- Selected text
────────

I won’t go into the details of the helper functions as they are specific to this project, but in summary

  • getDocIds gets the document ids of elastic documents that match elastic queries built from the mapping reference file. These are combined into a bulk delete.
  • chunkBuild executes graphQL queries to get related items from the database, again built from the same mapping reference file, then to rebuild the affected indices.

Log file

Here’s what happens during a trial local run of a request to update brand id ‘1’. Notice it detected that other documents in other indices needed to be rebuilt too.

────────

- Tasks for this exercise
A - In the passage on helper functions, what are the document ids gathered by getDocIds combined into?
B - Print the part of the helper-functions passage that opens with the words containing "I won’t go into" and closes with "be rebuilt too.".

- Records from a collection
────────

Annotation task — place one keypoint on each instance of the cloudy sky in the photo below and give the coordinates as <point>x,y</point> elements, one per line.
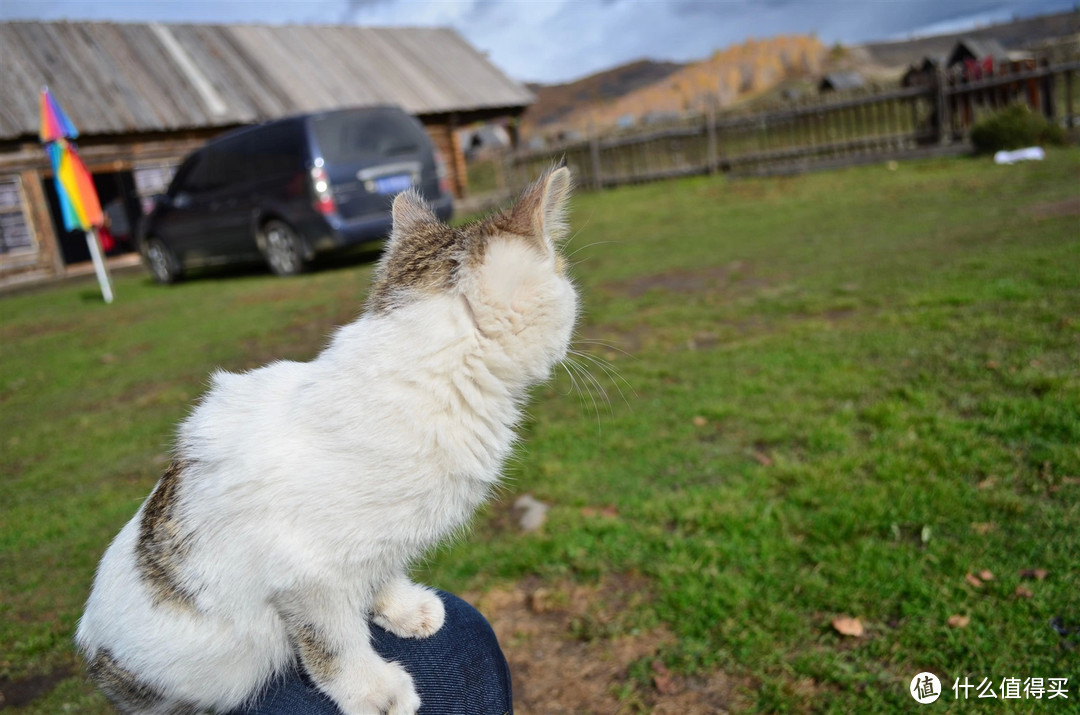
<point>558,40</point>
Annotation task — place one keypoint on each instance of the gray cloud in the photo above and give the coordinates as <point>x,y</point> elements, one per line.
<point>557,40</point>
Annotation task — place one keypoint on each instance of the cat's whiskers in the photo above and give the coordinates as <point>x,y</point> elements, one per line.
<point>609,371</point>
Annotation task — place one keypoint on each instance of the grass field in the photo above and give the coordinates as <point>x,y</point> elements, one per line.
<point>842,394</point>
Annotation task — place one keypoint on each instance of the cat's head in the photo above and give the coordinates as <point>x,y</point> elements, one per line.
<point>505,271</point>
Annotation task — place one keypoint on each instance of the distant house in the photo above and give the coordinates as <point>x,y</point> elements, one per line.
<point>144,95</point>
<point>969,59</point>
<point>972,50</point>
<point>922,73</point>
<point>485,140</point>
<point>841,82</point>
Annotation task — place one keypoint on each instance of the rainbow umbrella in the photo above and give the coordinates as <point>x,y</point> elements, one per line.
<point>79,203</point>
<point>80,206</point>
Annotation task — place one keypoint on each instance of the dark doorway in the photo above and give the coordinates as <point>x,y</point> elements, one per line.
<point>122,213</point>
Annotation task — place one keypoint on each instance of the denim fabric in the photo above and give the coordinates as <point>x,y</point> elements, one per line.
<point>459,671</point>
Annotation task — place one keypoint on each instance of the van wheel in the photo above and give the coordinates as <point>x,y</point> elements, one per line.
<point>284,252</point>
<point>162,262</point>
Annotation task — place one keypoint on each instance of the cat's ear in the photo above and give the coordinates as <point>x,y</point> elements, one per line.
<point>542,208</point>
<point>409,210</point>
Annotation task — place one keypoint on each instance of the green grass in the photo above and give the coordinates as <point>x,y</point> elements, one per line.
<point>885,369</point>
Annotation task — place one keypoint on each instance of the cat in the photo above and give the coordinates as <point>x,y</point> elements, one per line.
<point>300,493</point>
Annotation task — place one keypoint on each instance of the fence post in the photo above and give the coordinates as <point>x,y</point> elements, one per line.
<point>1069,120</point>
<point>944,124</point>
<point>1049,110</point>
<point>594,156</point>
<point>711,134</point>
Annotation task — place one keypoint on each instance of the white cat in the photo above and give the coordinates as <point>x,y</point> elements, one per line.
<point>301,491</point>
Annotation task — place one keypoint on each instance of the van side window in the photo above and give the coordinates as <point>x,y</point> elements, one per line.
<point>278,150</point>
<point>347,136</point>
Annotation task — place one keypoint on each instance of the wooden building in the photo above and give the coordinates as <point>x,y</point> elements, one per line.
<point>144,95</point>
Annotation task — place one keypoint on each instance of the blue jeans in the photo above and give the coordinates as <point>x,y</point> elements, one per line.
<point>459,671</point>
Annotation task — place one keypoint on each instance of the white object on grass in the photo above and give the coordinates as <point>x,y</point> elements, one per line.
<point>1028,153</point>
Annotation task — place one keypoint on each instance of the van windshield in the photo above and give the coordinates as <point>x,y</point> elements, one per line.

────────

- Answers in order
A - A bulk delete.

B -
I won’t go into the details of the helper functions as they are specific to this project, but in summary

  • getDocIds gets the document ids of elastic documents that match elastic queries built from the mapping reference file. These are combined into a bulk delete.
  • chunkBuild executes graphQL queries to get related items from the database, again built from the same mapping reference file, then to rebuild the affected indices.

Log file

Here’s what happens during a trial local run of a request to update brand id ‘1’. Notice it detected that other documents in other indices needed to be rebuilt too.